**Directions**. Pick out every line of the data below that contains the word "with", and copy each of those lines in full.

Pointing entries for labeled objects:
-- start --

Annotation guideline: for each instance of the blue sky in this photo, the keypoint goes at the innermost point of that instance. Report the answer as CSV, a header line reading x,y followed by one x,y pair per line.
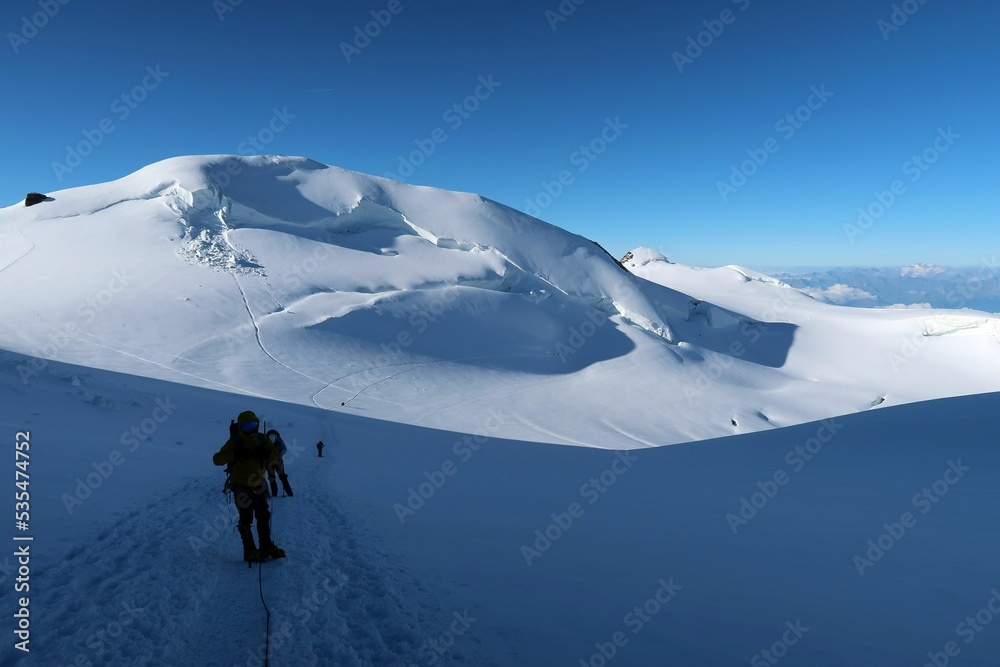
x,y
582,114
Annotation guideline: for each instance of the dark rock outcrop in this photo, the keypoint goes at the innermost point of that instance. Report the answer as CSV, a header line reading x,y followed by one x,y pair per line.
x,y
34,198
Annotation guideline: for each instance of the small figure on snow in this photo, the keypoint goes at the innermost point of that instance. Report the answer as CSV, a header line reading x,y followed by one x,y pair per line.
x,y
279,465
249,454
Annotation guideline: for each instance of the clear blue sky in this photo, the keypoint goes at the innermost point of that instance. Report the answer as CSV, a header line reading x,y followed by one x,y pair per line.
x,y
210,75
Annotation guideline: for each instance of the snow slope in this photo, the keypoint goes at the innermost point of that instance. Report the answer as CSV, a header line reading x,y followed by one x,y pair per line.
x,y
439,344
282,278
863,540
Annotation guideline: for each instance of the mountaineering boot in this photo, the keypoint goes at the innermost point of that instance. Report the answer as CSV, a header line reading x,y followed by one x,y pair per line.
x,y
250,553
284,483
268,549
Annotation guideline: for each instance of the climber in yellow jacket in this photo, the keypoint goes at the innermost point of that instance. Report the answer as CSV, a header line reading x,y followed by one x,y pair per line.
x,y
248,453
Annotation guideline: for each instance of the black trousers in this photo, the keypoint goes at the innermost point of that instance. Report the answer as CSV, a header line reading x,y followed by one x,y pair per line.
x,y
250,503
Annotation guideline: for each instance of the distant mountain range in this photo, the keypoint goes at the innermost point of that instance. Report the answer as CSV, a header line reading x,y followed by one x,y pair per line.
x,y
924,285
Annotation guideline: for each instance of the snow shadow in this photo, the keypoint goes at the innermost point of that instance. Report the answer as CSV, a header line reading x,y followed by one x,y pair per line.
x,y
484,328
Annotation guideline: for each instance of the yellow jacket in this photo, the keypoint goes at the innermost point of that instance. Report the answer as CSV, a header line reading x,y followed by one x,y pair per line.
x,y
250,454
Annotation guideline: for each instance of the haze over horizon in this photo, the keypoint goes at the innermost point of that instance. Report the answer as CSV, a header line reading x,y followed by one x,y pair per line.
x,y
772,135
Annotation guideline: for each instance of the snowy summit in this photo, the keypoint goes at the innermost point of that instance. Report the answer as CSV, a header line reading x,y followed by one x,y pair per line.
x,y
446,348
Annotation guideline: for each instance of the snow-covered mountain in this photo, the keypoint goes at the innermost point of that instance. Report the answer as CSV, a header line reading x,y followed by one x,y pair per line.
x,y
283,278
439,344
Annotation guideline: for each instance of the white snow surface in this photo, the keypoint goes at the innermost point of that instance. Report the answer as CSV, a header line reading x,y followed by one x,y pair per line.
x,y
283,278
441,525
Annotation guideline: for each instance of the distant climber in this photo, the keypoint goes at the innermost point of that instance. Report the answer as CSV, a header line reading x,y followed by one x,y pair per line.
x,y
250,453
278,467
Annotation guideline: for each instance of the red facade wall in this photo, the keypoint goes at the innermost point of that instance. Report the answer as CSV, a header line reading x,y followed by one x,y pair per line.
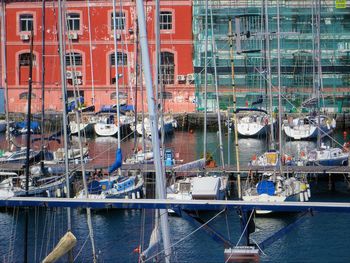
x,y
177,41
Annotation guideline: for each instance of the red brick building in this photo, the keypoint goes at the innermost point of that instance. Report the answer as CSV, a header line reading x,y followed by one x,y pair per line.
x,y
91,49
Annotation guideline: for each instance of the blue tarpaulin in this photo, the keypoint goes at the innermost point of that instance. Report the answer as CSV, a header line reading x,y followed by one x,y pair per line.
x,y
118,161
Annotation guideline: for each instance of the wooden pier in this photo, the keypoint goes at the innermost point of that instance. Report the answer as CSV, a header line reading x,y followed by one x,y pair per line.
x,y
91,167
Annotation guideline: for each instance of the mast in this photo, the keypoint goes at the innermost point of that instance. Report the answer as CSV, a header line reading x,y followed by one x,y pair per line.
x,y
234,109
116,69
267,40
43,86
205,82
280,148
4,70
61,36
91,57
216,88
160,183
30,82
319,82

-- end --
-- start --

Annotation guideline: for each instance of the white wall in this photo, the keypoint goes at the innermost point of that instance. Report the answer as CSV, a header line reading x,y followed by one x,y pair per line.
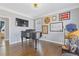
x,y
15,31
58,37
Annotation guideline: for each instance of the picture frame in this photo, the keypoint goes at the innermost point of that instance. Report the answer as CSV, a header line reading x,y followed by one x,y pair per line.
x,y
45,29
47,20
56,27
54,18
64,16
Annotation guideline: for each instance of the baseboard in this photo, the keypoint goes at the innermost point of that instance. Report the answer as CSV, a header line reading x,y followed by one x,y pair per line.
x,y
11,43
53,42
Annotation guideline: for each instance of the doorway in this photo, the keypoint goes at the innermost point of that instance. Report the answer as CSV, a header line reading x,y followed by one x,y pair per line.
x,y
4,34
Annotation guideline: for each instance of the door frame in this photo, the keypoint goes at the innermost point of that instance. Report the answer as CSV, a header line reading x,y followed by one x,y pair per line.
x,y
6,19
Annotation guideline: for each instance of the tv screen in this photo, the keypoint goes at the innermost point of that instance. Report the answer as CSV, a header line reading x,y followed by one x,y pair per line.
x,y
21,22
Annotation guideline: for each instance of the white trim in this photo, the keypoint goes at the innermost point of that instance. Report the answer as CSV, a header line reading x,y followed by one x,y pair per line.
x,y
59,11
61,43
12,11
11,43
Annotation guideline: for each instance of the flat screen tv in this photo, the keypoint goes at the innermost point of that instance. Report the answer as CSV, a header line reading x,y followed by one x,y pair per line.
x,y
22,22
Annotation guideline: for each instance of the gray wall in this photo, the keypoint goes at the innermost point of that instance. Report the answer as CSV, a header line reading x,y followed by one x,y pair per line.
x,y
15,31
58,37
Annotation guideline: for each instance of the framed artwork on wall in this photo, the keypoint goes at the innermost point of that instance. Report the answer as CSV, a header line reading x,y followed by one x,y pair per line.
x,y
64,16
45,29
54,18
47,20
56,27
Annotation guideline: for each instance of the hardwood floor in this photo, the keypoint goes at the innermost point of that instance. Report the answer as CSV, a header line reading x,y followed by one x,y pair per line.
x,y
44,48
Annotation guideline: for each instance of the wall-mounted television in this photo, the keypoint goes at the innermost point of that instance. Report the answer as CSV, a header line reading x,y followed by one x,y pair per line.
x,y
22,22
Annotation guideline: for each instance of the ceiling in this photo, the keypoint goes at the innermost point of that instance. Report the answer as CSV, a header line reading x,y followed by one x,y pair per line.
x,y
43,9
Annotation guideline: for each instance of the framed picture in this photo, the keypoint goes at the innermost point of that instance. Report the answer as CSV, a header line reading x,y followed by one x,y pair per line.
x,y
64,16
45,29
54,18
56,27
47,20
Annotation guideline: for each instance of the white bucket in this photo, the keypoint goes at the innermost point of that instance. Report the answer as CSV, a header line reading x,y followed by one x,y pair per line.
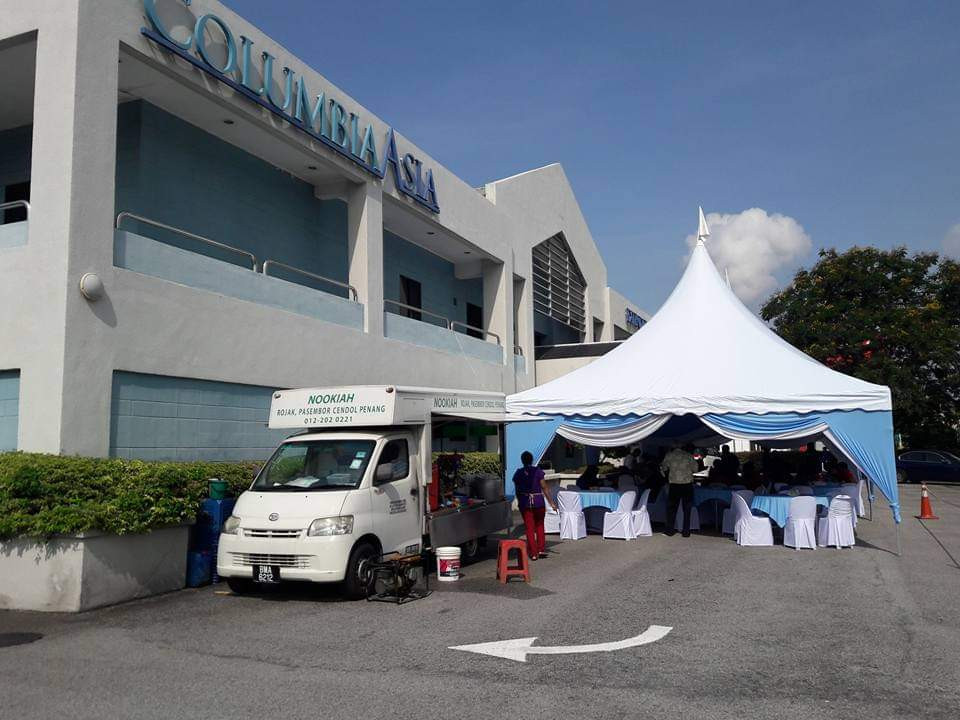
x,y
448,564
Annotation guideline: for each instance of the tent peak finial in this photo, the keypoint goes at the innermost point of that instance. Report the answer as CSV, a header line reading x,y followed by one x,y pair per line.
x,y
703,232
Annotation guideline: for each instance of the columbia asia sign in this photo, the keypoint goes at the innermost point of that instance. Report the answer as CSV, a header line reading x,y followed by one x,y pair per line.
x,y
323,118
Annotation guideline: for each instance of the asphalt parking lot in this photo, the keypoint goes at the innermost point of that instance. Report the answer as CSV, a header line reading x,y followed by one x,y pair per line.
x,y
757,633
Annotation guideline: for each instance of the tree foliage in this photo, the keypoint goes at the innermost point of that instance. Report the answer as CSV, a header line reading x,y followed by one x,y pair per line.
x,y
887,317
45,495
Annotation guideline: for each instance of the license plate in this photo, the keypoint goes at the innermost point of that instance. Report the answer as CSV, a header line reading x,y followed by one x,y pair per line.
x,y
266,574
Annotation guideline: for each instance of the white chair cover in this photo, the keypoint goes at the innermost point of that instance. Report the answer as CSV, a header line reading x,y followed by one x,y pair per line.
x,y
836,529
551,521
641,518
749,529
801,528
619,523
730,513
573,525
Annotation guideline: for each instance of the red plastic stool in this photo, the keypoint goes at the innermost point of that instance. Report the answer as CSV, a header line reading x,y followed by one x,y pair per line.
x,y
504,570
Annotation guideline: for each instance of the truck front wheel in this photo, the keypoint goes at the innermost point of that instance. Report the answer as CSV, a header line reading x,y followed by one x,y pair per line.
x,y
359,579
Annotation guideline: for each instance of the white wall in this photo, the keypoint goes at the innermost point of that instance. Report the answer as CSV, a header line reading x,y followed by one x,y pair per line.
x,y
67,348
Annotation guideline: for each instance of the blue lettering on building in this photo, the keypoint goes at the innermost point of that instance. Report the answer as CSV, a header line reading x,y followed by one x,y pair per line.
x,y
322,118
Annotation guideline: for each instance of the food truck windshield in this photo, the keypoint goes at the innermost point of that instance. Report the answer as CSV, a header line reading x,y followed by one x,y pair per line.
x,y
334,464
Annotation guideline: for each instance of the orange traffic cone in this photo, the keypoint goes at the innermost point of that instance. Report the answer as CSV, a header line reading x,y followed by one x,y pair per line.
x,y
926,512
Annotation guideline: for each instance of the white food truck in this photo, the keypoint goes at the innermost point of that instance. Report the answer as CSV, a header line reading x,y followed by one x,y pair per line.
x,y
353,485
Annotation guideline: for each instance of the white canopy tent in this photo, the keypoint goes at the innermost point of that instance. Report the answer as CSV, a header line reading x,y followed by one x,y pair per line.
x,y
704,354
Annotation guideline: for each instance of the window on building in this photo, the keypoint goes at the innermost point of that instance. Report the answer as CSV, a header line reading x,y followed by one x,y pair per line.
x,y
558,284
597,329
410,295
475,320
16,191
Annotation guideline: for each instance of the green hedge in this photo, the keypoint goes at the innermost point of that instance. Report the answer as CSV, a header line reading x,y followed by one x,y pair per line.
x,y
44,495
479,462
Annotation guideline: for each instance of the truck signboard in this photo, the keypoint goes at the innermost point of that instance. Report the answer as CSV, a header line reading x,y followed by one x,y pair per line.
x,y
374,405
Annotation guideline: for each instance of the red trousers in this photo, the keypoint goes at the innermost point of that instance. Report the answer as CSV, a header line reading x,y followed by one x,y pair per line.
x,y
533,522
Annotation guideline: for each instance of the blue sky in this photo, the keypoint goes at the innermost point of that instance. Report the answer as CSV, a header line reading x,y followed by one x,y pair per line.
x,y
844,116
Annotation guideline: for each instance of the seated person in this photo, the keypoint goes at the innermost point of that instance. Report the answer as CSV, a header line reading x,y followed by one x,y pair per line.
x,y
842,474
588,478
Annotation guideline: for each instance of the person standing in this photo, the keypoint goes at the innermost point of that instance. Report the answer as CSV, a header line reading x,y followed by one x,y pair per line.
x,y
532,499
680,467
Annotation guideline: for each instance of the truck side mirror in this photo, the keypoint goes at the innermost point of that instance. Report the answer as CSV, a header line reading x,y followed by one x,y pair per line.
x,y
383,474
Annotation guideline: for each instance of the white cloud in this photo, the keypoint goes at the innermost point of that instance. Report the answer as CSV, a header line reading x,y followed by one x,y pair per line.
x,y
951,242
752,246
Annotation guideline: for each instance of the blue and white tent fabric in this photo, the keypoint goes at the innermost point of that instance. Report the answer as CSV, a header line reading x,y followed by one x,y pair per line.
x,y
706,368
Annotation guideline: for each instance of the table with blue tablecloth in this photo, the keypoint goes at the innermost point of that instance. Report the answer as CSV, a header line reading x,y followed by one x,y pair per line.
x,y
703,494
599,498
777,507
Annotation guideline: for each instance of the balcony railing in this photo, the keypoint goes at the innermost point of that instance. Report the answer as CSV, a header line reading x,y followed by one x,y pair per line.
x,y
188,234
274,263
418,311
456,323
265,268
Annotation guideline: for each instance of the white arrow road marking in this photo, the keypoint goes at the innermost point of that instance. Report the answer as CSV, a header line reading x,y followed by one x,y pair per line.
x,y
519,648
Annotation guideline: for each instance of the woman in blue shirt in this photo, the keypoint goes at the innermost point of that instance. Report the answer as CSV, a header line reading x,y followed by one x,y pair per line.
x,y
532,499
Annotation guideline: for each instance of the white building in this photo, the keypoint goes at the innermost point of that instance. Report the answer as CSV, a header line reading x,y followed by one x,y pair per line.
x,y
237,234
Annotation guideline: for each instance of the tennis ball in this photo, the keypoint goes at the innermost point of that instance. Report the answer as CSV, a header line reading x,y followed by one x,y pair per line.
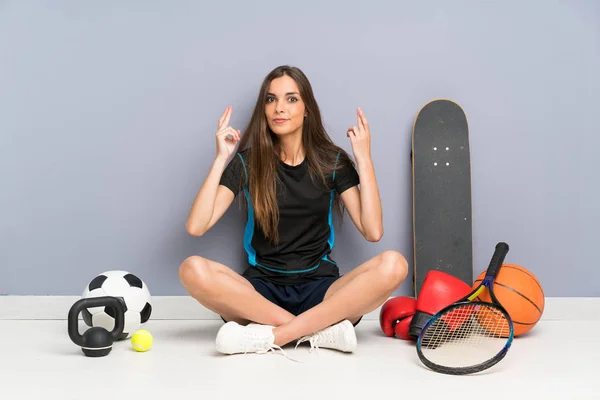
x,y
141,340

-- end --
-- start --

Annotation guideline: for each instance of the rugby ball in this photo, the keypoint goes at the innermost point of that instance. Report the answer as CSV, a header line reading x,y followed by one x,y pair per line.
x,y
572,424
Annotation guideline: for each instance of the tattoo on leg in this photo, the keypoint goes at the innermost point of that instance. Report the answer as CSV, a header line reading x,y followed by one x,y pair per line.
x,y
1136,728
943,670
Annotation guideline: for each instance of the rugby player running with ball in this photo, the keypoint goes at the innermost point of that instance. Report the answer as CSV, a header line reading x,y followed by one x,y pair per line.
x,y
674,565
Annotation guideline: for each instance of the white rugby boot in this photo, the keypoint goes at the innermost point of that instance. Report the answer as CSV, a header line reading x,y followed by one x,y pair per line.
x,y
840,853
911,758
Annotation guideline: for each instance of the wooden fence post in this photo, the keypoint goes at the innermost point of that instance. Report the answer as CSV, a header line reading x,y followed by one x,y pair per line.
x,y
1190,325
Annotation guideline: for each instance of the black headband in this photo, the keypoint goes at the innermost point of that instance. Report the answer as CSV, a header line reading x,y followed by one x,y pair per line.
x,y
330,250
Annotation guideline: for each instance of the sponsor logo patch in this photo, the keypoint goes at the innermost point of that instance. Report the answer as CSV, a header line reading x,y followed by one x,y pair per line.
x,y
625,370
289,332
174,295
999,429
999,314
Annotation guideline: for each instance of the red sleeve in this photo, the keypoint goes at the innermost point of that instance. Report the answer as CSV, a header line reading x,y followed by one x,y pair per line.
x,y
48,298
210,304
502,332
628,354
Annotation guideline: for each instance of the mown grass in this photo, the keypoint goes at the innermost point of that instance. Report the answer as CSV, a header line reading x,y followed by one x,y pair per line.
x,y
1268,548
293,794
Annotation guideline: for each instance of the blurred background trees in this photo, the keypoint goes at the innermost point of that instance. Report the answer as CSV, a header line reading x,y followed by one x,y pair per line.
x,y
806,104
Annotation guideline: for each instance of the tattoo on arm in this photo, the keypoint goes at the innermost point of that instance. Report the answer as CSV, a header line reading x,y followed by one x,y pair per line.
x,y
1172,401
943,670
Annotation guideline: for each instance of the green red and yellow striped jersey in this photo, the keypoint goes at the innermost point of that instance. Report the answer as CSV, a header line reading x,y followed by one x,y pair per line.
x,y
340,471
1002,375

-- end --

**Expected output**.
Annotation guideline: for each instance of the table with blue tablecloth in this photo, the keypoint goes at the innermost point of that instance. Report the answer as CSV, a header line reading x,y followed by one x,y pair per line.
Annotation guideline: for each instance of the rugby player running with ball in this photo, the keypoint goes at the innermost point of that instance. Report the answer as CSV, a header line reading x,y followed by one x,y pair per line.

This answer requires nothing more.